» **Challenge**: Quote verbatim from the excerpt below on ministry and hope, starting with "Backing into the" and going on through "in Exodus 3:10-12.".

» **Excerpt to read**:
** Begin **

In the dark of the night, on the days when my body is exhausted and my spirit is worn, I am reminded that we are fragile creatures. Fragile and forgetful. We get tired. We get weary. We have self-doubts. We feel the pressure and the significance of what we are called to do, and we are overwhelmed. Are we doing too much? Are we doing too little? What if we fail? And all of this is just from our own hearts.

Add the expectations of others to our own, and we begin to become extremely discouraged. It seems everywhere we turn, someone has an opinion of what we should be doing, where we should be doing it, and how we should get it done.

Ministry is hard. Hard, but not hopeless. I have found that when we are pulled in all directions, when others would push us a certain way, and still more would drag us down a different path, when doubts creep in, or the other voices become too loud—there is only one way to find hope. We must learn how to follow.

Backing into the Future

Pastor Joe Shreffler, a Nazarene pastor in California, shared a sermon some years ago titled, “The Call of a Servant.” He focuses on a private conversation between Moses and God found in Exodus 3:10-12.

“So now, go. I am sending you to Pharaoh to bring my people the Israelites out of Egypt.”

But Moses said to God, “Who am I that I should go to Pharaoh and bring the Israelites out of Egypt?”

And God said, "I will be with you. And this will be the sign to you that it is I who have sent you: When you have brought the people out of Egypt, you will worship God on this mountain.”

** End **

» **Material shown**:

** Begin **

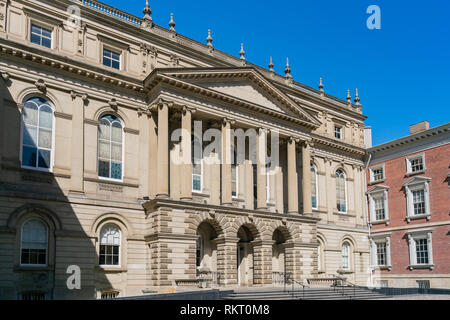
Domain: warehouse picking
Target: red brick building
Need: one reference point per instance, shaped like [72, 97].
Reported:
[408, 197]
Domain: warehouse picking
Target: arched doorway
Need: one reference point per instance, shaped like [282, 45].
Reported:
[278, 257]
[206, 253]
[245, 257]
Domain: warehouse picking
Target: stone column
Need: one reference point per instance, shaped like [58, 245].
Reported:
[306, 174]
[227, 260]
[262, 262]
[186, 145]
[226, 162]
[163, 151]
[261, 174]
[77, 165]
[292, 177]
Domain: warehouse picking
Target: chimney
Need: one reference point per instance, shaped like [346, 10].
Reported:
[419, 127]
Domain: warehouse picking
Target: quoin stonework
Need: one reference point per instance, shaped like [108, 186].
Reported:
[408, 199]
[88, 170]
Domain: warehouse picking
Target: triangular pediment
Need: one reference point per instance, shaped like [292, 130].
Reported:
[243, 84]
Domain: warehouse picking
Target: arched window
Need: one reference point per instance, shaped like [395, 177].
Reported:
[110, 151]
[341, 196]
[37, 134]
[346, 256]
[314, 192]
[110, 240]
[34, 243]
[197, 165]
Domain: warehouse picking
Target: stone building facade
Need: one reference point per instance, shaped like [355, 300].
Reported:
[89, 176]
[408, 199]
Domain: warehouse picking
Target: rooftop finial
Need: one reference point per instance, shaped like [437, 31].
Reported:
[357, 99]
[242, 53]
[171, 23]
[209, 39]
[271, 65]
[287, 70]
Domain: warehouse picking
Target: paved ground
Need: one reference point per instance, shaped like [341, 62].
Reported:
[421, 297]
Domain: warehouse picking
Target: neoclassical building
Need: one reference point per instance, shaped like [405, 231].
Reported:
[89, 176]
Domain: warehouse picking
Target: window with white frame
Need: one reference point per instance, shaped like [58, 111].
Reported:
[34, 243]
[111, 59]
[110, 241]
[377, 174]
[418, 198]
[314, 187]
[341, 192]
[338, 132]
[41, 36]
[415, 164]
[420, 249]
[37, 134]
[378, 204]
[381, 252]
[197, 165]
[110, 148]
[345, 256]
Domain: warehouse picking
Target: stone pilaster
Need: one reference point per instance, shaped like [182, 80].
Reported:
[77, 166]
[306, 178]
[261, 174]
[226, 162]
[186, 147]
[292, 177]
[163, 151]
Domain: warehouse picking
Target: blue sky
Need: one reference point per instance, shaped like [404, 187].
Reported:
[402, 71]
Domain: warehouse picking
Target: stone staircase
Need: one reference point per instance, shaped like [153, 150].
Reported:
[325, 293]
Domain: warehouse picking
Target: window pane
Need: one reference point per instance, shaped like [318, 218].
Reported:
[30, 112]
[103, 169]
[45, 138]
[116, 171]
[44, 159]
[45, 117]
[29, 136]
[29, 155]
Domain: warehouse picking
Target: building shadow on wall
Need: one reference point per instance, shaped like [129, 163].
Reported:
[41, 235]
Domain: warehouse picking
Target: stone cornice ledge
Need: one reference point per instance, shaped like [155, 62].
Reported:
[154, 204]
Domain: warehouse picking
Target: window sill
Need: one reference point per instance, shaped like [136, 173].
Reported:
[422, 216]
[409, 174]
[421, 266]
[386, 221]
[111, 269]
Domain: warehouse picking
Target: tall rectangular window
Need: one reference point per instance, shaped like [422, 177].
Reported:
[111, 59]
[41, 36]
[381, 254]
[419, 202]
[379, 208]
[422, 251]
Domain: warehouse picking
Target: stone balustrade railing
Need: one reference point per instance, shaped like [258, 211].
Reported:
[111, 11]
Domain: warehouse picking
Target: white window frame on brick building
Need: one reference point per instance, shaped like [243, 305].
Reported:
[374, 194]
[413, 237]
[417, 184]
[410, 167]
[372, 174]
[385, 239]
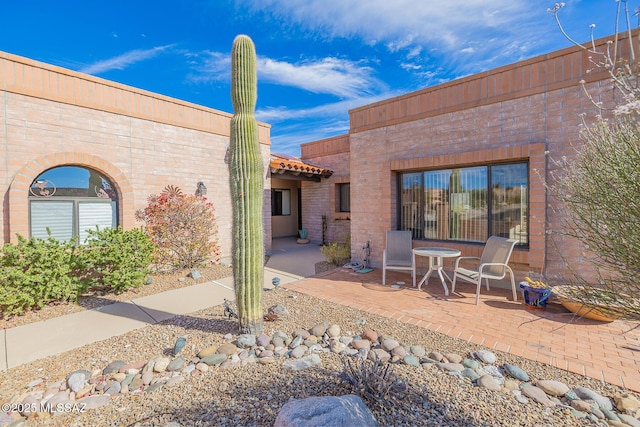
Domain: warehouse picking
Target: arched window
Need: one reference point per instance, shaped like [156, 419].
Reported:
[68, 200]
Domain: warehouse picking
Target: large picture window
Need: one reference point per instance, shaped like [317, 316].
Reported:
[69, 200]
[466, 204]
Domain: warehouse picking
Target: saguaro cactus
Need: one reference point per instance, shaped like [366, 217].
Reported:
[246, 175]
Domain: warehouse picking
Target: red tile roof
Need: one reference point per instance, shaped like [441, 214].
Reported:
[281, 163]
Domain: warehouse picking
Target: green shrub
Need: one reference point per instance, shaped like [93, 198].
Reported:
[35, 272]
[337, 253]
[116, 260]
[183, 228]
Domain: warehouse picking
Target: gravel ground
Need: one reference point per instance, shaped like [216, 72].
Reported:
[251, 395]
[160, 283]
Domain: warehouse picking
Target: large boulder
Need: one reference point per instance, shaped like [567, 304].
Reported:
[325, 411]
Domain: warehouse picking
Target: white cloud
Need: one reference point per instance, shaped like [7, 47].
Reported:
[334, 76]
[121, 62]
[277, 114]
[419, 26]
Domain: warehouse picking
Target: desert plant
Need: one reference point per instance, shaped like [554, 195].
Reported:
[116, 260]
[183, 228]
[246, 183]
[600, 185]
[374, 381]
[337, 253]
[36, 272]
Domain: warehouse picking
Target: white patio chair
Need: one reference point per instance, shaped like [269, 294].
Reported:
[398, 254]
[493, 264]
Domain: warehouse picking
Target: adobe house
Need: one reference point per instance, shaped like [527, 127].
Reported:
[79, 151]
[458, 162]
[287, 174]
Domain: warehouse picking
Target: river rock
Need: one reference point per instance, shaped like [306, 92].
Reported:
[370, 335]
[303, 363]
[378, 353]
[626, 403]
[113, 367]
[581, 405]
[470, 363]
[113, 387]
[485, 356]
[278, 310]
[174, 381]
[347, 410]
[227, 349]
[516, 372]
[319, 329]
[588, 394]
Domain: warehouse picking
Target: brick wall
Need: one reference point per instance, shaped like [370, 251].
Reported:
[529, 111]
[319, 199]
[141, 141]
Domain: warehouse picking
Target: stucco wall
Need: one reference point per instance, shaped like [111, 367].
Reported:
[527, 111]
[142, 141]
[319, 198]
[286, 225]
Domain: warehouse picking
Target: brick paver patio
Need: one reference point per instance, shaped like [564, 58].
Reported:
[606, 351]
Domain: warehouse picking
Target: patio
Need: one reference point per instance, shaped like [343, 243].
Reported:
[606, 351]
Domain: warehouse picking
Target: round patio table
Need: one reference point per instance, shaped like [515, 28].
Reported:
[435, 263]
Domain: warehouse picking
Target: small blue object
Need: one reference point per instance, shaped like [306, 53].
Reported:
[535, 298]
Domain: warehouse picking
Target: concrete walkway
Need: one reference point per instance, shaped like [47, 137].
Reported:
[34, 341]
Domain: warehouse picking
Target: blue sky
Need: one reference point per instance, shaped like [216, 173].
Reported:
[317, 59]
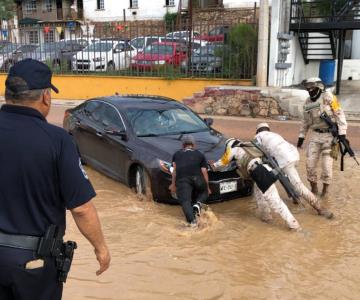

** End **

» **Output for this exercise**:
Backing into the Future

Pastor Joe Shreffler, a Nazarene pastor in California, shared a sermon some years ago titled, “The Call of a Servant.” He focuses on a private conversation between Moses and God found in Exodus 3:10-12.